= GOAL OF THE EXERCISE =
From the listing, pull out every line that contains the string "spare", matching case exactly.

= INFORMATION SHOWN =

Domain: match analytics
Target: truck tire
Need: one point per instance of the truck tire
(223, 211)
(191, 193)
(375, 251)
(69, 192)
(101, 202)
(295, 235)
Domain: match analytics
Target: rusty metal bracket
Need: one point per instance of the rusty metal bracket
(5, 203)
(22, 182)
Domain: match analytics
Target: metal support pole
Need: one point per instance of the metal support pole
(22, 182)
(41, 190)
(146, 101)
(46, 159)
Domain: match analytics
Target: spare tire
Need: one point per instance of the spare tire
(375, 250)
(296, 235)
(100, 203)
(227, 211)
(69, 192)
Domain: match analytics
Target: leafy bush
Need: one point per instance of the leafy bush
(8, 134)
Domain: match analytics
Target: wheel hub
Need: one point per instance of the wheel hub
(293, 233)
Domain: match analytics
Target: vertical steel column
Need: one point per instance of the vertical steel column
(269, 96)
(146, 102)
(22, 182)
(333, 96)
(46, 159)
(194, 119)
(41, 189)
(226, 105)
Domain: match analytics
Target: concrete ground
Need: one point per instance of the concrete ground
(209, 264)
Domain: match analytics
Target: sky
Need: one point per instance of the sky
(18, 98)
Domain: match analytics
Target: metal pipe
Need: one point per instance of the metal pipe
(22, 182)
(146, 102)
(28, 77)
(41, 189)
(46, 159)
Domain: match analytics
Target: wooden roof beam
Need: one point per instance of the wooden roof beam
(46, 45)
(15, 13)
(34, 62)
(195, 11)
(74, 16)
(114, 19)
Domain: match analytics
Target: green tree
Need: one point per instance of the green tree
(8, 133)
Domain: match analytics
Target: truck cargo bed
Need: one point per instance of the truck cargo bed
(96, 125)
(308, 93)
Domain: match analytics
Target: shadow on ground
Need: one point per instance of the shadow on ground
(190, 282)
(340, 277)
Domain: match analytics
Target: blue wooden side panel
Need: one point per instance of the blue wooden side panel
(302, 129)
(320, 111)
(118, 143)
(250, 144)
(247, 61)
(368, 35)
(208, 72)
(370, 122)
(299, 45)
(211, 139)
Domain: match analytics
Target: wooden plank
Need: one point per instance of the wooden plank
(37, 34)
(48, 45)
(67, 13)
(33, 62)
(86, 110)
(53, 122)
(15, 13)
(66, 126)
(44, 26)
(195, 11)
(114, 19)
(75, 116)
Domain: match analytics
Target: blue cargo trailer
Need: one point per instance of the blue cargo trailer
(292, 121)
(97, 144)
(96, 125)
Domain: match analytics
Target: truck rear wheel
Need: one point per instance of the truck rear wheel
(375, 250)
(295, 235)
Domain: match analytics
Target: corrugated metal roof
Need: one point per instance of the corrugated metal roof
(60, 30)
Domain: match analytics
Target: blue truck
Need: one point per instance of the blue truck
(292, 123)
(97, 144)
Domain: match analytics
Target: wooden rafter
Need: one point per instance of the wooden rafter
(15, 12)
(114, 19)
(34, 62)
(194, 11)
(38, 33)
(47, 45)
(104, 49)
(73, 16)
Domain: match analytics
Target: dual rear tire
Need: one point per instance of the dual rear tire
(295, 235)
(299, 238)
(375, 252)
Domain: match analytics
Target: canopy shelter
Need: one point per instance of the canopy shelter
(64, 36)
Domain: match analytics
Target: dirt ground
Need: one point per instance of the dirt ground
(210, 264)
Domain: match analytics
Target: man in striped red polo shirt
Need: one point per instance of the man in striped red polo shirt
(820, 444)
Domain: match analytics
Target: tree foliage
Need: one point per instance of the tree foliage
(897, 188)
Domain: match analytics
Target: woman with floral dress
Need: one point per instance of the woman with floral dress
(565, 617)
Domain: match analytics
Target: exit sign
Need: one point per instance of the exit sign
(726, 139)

= OUTPUT BELOW =
Target: spare tire
Need: one point per instance of the spare tire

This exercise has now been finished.